What you are asked to do:
Output, with no changes, the span of lines that opens with the line containing "give the outline of every instance of the white" and closes with the last line.

Input records:
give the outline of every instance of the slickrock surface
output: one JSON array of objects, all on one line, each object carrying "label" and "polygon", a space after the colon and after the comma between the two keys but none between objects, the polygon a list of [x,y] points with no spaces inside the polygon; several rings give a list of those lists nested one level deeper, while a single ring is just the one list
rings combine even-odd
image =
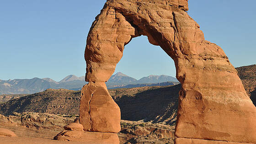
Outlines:
[{"label": "slickrock surface", "polygon": [[[33,117],[33,116],[45,117],[46,120],[43,123],[35,122],[33,119],[29,118]],[[53,121],[52,118],[54,119]],[[0,137],[0,143],[84,144],[84,142],[77,141],[68,143],[52,139],[57,133],[64,130],[64,126],[68,125],[74,128],[72,126],[74,123],[71,123],[76,118],[75,117],[63,117],[56,115],[35,112],[15,113],[15,115],[8,117],[0,115],[0,128],[10,129],[17,135],[16,138],[8,139]],[[121,144],[129,144],[128,143],[173,144],[175,139],[174,126],[123,120],[121,120],[121,124],[122,130],[117,134]],[[91,133],[88,134],[87,136],[91,134],[91,136],[96,138],[96,135],[94,136],[92,134],[94,133]],[[72,138],[69,137],[69,138],[72,139]],[[74,140],[71,139],[69,140]],[[91,139],[91,138],[88,139]],[[98,143],[92,142],[90,144]]]},{"label": "slickrock surface", "polygon": [[85,144],[119,144],[119,139],[115,133],[64,131],[54,139],[84,142]]},{"label": "slickrock surface", "polygon": [[[256,143],[256,107],[223,50],[205,40],[186,12],[187,5],[185,0],[107,0],[87,37],[85,80],[107,81],[124,45],[147,36],[173,59],[182,85],[178,137]],[[101,125],[104,130],[109,127]]]},{"label": "slickrock surface", "polygon": [[11,131],[3,128],[0,128],[0,136],[16,137],[17,136]]},{"label": "slickrock surface", "polygon": [[200,139],[178,138],[175,140],[176,144],[253,144],[252,143],[236,143],[224,141],[208,140]]}]

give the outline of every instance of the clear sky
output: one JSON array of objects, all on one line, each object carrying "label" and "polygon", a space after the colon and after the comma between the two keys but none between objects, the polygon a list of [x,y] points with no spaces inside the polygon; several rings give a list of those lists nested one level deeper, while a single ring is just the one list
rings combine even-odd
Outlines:
[{"label": "clear sky", "polygon": [[[86,37],[106,0],[0,0],[0,79],[85,75]],[[189,15],[235,67],[256,64],[256,0],[190,0]],[[173,61],[145,36],[128,44],[116,72],[175,76]]]}]

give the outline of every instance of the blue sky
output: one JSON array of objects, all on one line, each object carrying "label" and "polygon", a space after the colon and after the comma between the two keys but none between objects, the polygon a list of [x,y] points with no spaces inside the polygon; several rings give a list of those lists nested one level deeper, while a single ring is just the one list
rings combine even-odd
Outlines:
[{"label": "blue sky", "polygon": [[[0,0],[0,79],[85,75],[86,37],[105,2]],[[188,13],[234,66],[256,64],[256,1],[231,2],[189,0]],[[118,71],[137,79],[176,75],[172,59],[145,36],[126,45]]]}]

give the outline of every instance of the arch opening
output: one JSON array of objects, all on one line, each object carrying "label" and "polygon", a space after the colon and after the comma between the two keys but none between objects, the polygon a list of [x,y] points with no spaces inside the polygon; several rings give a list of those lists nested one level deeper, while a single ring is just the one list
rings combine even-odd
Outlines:
[{"label": "arch opening", "polygon": [[89,84],[82,90],[80,108],[85,130],[120,131],[120,109],[105,82],[114,73],[124,46],[143,35],[174,60],[181,84],[176,144],[191,139],[256,143],[256,126],[256,126],[251,117],[256,117],[256,108],[237,72],[220,47],[204,40],[186,11],[187,0],[107,1],[87,37]]}]

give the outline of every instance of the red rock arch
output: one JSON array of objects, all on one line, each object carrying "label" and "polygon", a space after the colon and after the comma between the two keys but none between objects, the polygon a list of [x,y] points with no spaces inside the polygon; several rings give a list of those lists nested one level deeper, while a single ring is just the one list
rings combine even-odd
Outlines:
[{"label": "red rock arch", "polygon": [[120,131],[120,109],[105,82],[124,46],[143,35],[173,59],[182,84],[176,144],[256,143],[256,108],[223,50],[204,40],[187,10],[187,0],[107,0],[87,39],[85,80],[89,83],[82,89],[80,105],[85,130]]}]

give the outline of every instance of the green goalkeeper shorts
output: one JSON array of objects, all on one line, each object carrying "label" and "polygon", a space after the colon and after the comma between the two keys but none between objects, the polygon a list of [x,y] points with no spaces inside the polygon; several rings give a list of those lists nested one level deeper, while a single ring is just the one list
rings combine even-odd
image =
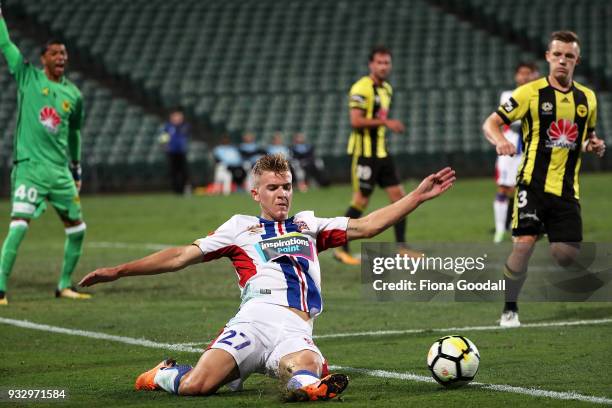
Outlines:
[{"label": "green goalkeeper shorts", "polygon": [[62,219],[80,220],[81,199],[68,167],[32,161],[16,164],[11,173],[12,218],[38,218],[49,201]]}]

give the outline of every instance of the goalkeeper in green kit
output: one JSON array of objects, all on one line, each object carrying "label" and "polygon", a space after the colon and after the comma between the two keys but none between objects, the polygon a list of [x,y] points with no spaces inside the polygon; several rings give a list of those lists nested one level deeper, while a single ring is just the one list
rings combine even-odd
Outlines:
[{"label": "goalkeeper in green kit", "polygon": [[81,126],[83,100],[64,77],[64,44],[49,41],[41,50],[40,70],[24,60],[9,38],[0,5],[0,52],[17,81],[17,128],[11,173],[11,223],[0,255],[0,305],[7,305],[7,281],[30,220],[49,201],[66,227],[64,261],[56,297],[87,299],[72,286],[81,256],[85,223],[81,215]]}]

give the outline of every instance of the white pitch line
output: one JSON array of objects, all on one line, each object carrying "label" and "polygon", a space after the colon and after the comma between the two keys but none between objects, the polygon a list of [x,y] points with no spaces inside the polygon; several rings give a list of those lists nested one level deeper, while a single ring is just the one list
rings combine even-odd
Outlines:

Worked solution:
give the outline of every instance of the white pitch line
output: one JSON array of objects, all on one line, each object carrying "label" and "polygon", a space after the colon and after the comma between the two keys but none between objects, the polygon a list of [x,y] points with no spaces inside the polygon; several rings give a list of those lists nested one level deeper, while a single ring is just the one list
rings combine even-odd
Outlines:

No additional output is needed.